Written problem>
Can you give the material below as a two-column CSV with the columns request and answer, one row per item, putting its text and its answer each in a single quoted field with line breaks replaced by spaces? Leave the pictures out.

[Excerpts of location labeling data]
----------
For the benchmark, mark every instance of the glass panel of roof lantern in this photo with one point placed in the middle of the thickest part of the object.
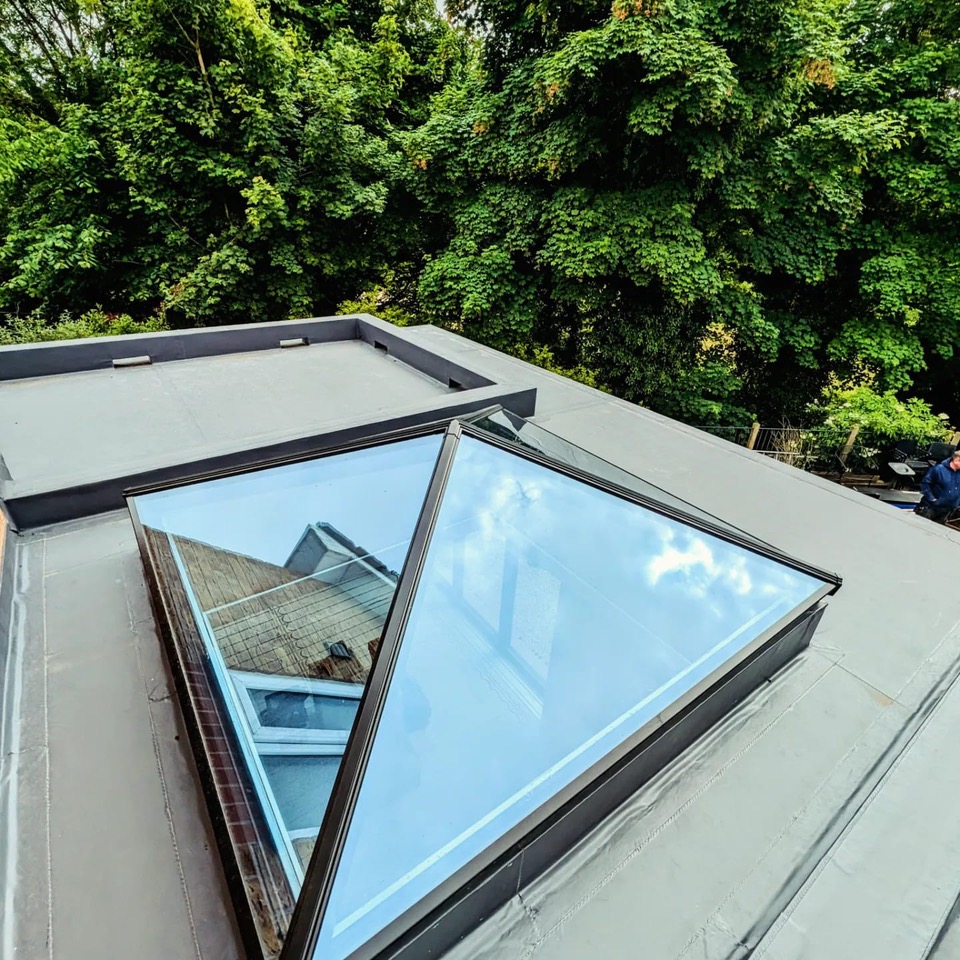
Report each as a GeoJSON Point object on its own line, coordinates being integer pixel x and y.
{"type": "Point", "coordinates": [289, 572]}
{"type": "Point", "coordinates": [508, 426]}
{"type": "Point", "coordinates": [551, 622]}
----------
Final result>
request,answer
"For the benchmark, mark every instance of the glass panel of roof lantern in this photo with one point placed in the middle of the thickest part of the object. Report each as a GeoJSON Point object on its own line, coordinates being integer pixel x and y.","{""type"": ""Point"", ""coordinates"": [289, 572]} {""type"": ""Point"", ""coordinates"": [508, 426]} {""type"": ""Point"", ""coordinates"": [551, 622]}"